◆ Point-labeling examples
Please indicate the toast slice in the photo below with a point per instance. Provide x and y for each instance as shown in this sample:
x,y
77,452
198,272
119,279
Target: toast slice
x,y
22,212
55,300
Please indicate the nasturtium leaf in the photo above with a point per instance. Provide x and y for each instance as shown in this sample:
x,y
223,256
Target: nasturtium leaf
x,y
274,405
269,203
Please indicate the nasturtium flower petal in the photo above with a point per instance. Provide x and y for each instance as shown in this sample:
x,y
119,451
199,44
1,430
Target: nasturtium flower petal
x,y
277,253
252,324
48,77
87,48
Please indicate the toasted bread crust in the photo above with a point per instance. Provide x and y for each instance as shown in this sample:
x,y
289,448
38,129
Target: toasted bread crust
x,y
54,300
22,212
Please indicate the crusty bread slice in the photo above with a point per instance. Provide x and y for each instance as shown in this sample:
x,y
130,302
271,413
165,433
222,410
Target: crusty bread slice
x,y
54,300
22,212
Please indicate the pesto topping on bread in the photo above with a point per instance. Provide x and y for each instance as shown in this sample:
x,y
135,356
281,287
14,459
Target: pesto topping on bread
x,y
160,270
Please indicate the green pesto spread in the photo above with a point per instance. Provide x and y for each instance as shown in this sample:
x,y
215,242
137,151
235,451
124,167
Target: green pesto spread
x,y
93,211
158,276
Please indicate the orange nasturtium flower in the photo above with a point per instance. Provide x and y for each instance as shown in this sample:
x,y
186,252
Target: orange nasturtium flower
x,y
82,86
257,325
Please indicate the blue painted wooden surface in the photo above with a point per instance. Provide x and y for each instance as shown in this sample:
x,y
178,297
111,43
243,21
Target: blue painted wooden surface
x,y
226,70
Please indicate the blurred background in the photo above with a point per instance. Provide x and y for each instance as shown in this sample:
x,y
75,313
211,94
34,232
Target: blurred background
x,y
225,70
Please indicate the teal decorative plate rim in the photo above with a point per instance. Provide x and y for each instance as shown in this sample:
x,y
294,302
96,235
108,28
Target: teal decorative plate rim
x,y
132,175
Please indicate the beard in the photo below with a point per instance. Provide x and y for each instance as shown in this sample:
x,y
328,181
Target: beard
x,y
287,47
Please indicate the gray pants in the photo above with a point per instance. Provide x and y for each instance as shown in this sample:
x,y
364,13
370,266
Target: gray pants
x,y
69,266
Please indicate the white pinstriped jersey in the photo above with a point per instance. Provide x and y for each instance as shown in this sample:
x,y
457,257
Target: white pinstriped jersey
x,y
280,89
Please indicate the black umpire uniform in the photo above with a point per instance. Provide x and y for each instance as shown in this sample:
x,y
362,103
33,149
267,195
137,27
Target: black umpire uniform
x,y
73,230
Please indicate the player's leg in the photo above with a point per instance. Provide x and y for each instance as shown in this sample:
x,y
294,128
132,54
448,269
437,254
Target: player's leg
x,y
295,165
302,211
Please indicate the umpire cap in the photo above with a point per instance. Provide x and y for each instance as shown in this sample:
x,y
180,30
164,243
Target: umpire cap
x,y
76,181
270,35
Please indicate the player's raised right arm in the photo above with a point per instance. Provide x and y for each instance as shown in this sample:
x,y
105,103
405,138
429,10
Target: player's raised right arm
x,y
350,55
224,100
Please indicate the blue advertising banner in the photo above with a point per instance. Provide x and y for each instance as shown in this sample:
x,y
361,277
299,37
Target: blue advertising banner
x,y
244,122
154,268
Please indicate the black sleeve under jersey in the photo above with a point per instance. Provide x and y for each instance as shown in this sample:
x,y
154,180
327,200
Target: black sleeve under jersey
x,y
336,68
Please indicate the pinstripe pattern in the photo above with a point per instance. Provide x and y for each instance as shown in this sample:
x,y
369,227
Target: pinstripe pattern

◆ WORK TO COMPLETE
Copy the lines from the listing above without changing them, starting with the line that contains "Please indicate the white" and continuing through the last line of the listing.

◆ TASK OUTPUT
Please indicate the white pinstriped jersey in the photo above with a point per instance. Provide x and y for each instance as shown in this sample:
x,y
457,257
Target: white pinstriped jersey
x,y
280,89
Please indicate the black umpire uniform in the photo above with a point per instance. Provide x and y for each instance as shown in this sample:
x,y
362,103
33,149
267,195
137,27
Target: black umpire uniform
x,y
73,230
Please indicate the player's leg in the photo above with a point per instance. Provide x and y for each instance as shown in this sample:
x,y
294,128
132,54
448,269
437,254
Target: player's leg
x,y
295,165
302,211
Please indicate the umpire cap in the photo above with a point per instance. Provide x and y for each instance as shown in this sample:
x,y
180,30
164,243
Target: umpire cap
x,y
76,181
270,35
Please indicate the player's raised right arm in the photo above with a point per instance. Provide x and y for each instance as shown in this sample:
x,y
105,103
405,138
429,10
Target: player's raised right arm
x,y
350,55
224,100
Please indicate the blue advertising banner in the photo above with a point per instance. Provide x and y for each instance as shown in this sample:
x,y
361,277
299,37
Target: blue advertising banner
x,y
244,122
154,268
Please indicate the black sleeve under jersey in the photo above with a point per instance. Provide x and y for each instance as shown in this sample:
x,y
154,180
327,200
Target: black sleeve under jersey
x,y
336,68
Please indicate the pinstripe pattern in the photo above with a point per instance. Provide x and y for each instance as shown in this sample:
x,y
369,227
Target: pinstripe pattern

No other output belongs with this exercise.